2012-Apr-30 19:55 UTC

[LLVMdev] [PATCH][RFC] Add llvm.codegen Intrinsic To Support Embedded LLVM IR Code Generation

Tobias Grosser <tobias at grosser.es> writes:
> To write optimizations that yield embedded GPU code, we also looked into 
> three other approaches:
>
> 1. Directly create embedded target code (e.g. PTX)
>
> This would mean the optimization pass extracts device code internally 
> and directly generate the relevant target code. This approach would 
> require our generic optimization pass to be directly linked with the 
> specific target back end. This is an ugly layering violation and, in 
> addition, it causes major troubles in case the new optimization should 
> be dynamically loaded.
IMHO it's a bit unrealistic to have a target-independent optimization
layer.  Almost all optimization wants to know target details at some
point.  I think we can and probably should support that.  We can allow
passes to gracefully fall back in the cases where target information is
not available.
> 2. Extend the LLVM-IR files to support heterogeneous modules
>
> This would mean we extend LLVM-IR, such that IR for different targets
> can be stored within a single IR file. This approach could be integrated 
> nicely into the LLVM code generation flow and would yield readable 
> LLVM-IR even for the device code. However, it adds another level of 
> complexity to the LLVM-IR files and does not only require massive 
> changes in the LLVM code base, but also in compilers built on top of 
> LLVM-IR.

┄┄┄┄┄┄┄┄┄┄

## Prompt 1
Reproduce the entries starting with the line containing "of the green" and going on through the line containing "x=281 y=397", requests included, with -141 added to every x and y coordinate in the answers; leave out everything else.
The LLVM mailing-list post has no connection to the entries that come after it.

Object location annotation data
┄┄┄┄┄┄┄┄┄┄

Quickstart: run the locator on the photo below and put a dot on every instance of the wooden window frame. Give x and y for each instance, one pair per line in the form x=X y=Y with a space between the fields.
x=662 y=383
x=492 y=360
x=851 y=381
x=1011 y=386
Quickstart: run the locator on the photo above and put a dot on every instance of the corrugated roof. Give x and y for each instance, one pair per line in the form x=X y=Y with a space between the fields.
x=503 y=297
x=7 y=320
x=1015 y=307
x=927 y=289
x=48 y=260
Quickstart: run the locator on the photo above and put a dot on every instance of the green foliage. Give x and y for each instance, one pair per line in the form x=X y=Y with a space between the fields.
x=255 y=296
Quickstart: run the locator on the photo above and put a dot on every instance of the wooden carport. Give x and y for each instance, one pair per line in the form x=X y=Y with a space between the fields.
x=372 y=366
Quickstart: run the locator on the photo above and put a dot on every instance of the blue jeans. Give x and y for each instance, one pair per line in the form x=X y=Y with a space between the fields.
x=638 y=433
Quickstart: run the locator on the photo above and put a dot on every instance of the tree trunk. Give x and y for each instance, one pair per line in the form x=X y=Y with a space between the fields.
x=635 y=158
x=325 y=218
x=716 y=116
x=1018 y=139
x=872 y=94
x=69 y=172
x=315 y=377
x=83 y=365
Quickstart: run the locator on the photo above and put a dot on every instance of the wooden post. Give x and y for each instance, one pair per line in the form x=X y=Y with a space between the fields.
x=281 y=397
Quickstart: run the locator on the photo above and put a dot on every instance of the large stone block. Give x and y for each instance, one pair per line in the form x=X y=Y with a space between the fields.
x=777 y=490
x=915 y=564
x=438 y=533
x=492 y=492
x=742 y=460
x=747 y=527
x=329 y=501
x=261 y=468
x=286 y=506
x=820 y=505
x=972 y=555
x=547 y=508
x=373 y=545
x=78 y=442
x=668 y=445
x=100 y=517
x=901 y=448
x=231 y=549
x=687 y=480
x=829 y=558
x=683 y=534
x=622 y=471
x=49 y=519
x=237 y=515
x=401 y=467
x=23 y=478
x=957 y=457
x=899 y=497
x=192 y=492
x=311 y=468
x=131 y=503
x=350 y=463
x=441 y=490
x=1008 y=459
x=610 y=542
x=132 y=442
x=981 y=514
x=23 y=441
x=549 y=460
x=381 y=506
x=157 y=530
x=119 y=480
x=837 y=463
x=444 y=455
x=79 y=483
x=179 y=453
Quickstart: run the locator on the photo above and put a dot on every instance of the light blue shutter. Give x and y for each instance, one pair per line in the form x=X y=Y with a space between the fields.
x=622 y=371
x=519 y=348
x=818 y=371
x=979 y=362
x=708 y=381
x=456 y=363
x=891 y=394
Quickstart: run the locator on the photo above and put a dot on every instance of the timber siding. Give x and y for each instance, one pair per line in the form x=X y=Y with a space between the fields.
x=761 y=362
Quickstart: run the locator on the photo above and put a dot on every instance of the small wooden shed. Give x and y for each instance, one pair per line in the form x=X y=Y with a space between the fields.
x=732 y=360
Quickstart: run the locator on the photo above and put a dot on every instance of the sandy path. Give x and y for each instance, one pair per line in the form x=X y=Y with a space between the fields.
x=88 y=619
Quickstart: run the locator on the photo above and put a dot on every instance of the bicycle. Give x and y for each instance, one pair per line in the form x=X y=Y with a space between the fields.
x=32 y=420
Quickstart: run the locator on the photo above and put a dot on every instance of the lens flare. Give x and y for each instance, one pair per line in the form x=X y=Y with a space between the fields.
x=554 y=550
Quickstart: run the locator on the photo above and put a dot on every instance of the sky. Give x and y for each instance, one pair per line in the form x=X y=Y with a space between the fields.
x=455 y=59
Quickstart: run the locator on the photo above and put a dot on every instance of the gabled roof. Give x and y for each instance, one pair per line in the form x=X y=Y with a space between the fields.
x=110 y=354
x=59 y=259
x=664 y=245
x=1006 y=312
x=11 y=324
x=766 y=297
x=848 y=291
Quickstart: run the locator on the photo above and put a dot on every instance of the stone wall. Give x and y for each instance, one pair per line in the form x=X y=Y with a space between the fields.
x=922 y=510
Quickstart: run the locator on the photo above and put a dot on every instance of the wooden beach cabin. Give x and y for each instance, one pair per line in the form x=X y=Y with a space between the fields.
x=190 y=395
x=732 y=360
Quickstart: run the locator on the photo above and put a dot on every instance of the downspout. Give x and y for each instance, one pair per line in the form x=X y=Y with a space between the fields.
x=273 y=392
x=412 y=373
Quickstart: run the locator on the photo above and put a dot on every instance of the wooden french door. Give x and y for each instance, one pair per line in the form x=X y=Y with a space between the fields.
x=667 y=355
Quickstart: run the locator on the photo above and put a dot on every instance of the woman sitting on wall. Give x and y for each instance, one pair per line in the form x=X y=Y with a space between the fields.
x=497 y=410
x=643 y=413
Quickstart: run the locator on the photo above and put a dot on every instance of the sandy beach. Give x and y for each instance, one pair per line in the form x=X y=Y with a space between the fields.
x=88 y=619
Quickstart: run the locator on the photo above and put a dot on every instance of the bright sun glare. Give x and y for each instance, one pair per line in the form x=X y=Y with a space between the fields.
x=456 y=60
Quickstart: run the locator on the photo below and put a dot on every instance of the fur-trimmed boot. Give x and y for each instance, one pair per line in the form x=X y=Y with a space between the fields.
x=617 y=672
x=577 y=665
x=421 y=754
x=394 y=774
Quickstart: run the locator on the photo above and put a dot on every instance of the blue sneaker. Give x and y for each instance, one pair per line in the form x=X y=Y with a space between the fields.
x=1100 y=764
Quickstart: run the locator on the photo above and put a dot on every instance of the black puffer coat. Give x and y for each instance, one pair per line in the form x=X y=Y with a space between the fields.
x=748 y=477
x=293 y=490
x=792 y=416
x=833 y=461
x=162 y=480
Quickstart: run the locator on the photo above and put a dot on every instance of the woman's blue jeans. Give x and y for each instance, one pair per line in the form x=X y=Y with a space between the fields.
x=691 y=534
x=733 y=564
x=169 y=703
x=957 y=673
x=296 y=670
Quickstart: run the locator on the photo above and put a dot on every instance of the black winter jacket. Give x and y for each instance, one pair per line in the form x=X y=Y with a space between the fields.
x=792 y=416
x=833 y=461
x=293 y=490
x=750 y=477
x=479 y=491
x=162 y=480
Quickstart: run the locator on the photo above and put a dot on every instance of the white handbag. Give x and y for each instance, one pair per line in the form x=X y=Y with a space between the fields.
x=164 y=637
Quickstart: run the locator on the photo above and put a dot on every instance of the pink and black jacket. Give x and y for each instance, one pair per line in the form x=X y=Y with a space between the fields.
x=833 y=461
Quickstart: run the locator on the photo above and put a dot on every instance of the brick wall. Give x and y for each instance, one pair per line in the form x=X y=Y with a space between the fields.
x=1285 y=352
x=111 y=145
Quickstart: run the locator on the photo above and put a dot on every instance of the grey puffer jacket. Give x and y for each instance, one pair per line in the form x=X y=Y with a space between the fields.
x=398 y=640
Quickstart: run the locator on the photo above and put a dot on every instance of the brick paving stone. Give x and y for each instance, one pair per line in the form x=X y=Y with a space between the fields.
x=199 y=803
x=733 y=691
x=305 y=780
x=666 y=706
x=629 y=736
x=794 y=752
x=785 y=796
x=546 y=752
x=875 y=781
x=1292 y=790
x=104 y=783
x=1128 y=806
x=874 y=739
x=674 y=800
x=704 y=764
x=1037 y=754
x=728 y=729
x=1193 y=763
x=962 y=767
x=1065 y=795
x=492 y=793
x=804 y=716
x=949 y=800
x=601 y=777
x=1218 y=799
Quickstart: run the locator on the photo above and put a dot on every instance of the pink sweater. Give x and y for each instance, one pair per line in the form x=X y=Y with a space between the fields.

┄┄┄┄┄┄┄┄┄┄

## Prompt 2
Resume the LLVM mailing-list post from the point where it stops.

## Response 1
Quickstart: run the locator on the photo above and put a dot on every instance of the green foliage. Give x and y for each instance, one pair per line in the form x=X y=Y with a space between the fields.
x=114 y=155
Quickstart: run the locator on the photo above and put a dot on every instance of the wooden carport. Give x and y for each instance, one pair per line in the form x=X y=Y with a space between the fields.
x=231 y=225
Quickstart: run the locator on the photo above and put a dot on every instance of the blue jeans. Give x and y for each instance, one pair per line in the form x=X y=Y with a space between the fields.
x=497 y=292
Quickstart: run the locator on the photo above and put a dot on every instance of the tree trunk. Give x and y for each instance, one pair per line in the form x=X y=Y with a space between the fields.
x=494 y=17
x=184 y=77
x=575 y=-25
x=877 y=-2
x=731 y=-47
x=-72 y=31
x=174 y=236
x=-58 y=224
Quickstart: run the locator on the photo above and put a dot on every instance of the wooden post. Give x and y for each instance, one pair per line in the form x=X y=Y with a space between the fields.
x=140 y=256

## Response 2
I don't think the code base changes are all that bad.  We have a number
of them to support generating code one function at a time rather than a
whole module together.  They've been sitting around waiting for us to
send them upstream.  It would be an easy matter to simply annotate each
function with its target.  We don't currently do that because we never
write out such IR files but it seems like a simple problem to solve to
me.
> 3. Generate two independent LLVM-IR files and pass them around together
>
> The host and device LLVM-IR modules could be kept in separate files. 
> This has the benefit of being user readable and not adding additional 
> complexity to the LLVM-IR files itself. However, separate files do not 
> provide information about how those files are related. Which files are 
> kernel files, how.where do they need to be loaded, ...? Also this 
> information could probably be put into meta-data or could be hard coded
> into the generic compiler infrastructure, but this would require 
> significant additional code.
I don't think metadata would work because it would not satisfy the "no
semantic effects" requirement.  We couldn't just drop the metadata and
expect things to work.
> Another weakness of this approach is that the entire LLVM optimization 
> chain is currently built under the assumption that a single file/module 
> passed around. This is most obvious with the 'opt | llc' idiom, but
in
> general every tool that does currently exist would need to be adapted to 
> handle multiple files and would possibly even need semantic knowledge 
> about how to connect/use them together. Just running clang or
> draggonegg with -load GPGPUOptimizer.so would not be possible.
Again, we have many of the changes to make this possible.  I hope to
send them for review as we upgrade to 3.1.
> All of the previous approaches require significant changes all over the 
> code base and would cause trouble with loadable optimization passes. The 
> intrinsic based approach seems to address most of the previous problems.
I'm pretty uncomfortable with the proposed intrinsic.  It feels
tacked-on and not in the LLVM spirit.  We should be able to extend the
IR to support multiple targets.  We're going to need this kind of
support for much more than GPUs in thefuture.  Heterogenous computing is
here to stay.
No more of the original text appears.